* EXCERPTED TEXT:

From Pain to Praise

She pulled up a three legged stool, but it's not what you might initially picture. It's only about twelve inches high and it's made out of local wood, smoothed from many years of use. Her aged knees bent deeply until she lowered herself onto the stool, and she propped up her foot and began to unwind the bandage. She exposed a raw, but clean wound that was healing around the edges. She was bit by a snake a little over a month ago that left her with a significant crater-like wound that covers almost the entire top surface of her foot. Daniel, an African nurse, has been coming to her house every three days to change the dressing. The gaping hole has now become a healthy wound bed that is steadily healing. 

As he worked, she talked and laughed. She was truly delightful, joyful, and unbelievably thankful. If that had been my wound, I would have been crying and complaining. Probably totally discouraged, even angry. But she seemed to be just the opposite. Listening to her story helped me understand why, yet is also magnified my amazement. 

It's hard being a widow anywhere in the world, but especially in Burkina Faso. A woman's value is tied to her husband, and when she marries, she often physically moves into his family. He builds a house for her and they live there amidst his extended family. If he dies, she no longer has value in the eyes of her deceased husband's family (in fact they often accuse her of being cursed), but she often can't return to her own family because she has no house there for her and her children. So she is physically stuck in a house among an extended family that doesn't want her. And she has to provide for her and her children entirely on her own.

(Stored records)
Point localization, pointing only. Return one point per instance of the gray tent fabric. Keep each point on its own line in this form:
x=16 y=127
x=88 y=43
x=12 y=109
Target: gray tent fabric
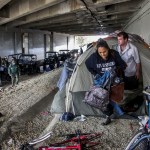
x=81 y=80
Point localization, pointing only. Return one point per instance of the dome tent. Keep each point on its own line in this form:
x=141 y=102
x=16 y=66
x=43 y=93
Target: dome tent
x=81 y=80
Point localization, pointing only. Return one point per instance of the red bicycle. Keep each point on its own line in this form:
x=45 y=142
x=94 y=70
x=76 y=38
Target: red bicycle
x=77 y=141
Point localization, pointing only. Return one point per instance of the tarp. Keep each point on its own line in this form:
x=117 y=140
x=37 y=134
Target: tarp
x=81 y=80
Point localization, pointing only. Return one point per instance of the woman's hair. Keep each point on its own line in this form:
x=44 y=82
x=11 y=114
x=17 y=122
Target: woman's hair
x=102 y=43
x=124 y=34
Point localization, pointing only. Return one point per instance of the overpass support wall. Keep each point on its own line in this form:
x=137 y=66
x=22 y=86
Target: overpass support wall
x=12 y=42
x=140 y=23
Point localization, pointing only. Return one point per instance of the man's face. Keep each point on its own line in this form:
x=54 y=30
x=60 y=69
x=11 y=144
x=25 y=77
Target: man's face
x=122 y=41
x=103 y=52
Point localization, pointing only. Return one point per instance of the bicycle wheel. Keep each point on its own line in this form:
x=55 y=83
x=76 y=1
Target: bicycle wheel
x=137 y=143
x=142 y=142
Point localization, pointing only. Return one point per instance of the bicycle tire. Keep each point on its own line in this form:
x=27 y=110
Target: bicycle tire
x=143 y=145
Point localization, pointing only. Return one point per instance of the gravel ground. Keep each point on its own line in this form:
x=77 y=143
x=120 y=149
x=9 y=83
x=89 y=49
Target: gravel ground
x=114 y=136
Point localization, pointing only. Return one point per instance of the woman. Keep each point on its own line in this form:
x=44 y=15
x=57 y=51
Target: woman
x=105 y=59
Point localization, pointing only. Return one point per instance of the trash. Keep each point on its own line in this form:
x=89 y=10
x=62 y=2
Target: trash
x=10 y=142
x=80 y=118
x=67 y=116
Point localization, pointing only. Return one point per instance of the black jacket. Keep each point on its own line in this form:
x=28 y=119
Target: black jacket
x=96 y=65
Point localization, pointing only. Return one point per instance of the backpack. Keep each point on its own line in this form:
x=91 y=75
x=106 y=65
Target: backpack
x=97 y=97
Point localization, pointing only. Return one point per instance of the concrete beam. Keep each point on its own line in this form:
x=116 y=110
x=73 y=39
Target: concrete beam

* PROBLEM A: List every detail the snakebite narrative gives about the stool the woman pulled up.
* PROBLEM B: Supply the next part of the snakebite narrative, beginning after its final sentence.

* EXERCISE RESPONSE A:
- It has three legs.
- It is only about twelve inches high.
- It is made out of local wood.
- It is smoothed from many years of use.

* EXERCISE RESPONSE B:
This was the case with his woman. Anytime she asked for help from her deceased husband's family, they refused her. Even when she was sick and needed support, they ignored her. This year, they took her best field and wouldn't let her plant in it. She is truly alone, rejected by her husband's family, and when she asks for help no one responds. 

When she was bitten by the snake, she lost all hope. But from simple medical care - like biweekly dressing changes done with compassion and care, she sees that she is loved by God. "He sees me and watches over me," she says with a sparkle in her eye and a smile on her face, even as Daniel poured solution over the wound and cleaned it rigorously...all without any pain medication. 


Right there, on a dirt floor in a house in the middle of a corn field, I met a woman of great faith that challenges me to examine my own. She knows suffering, and yet she rejoices wholeheartedly in the simple knowledge that Jesus loves her, sees her, cares for her, and responds to her needs when no one else does. I don't know about you, but I want to be more like that.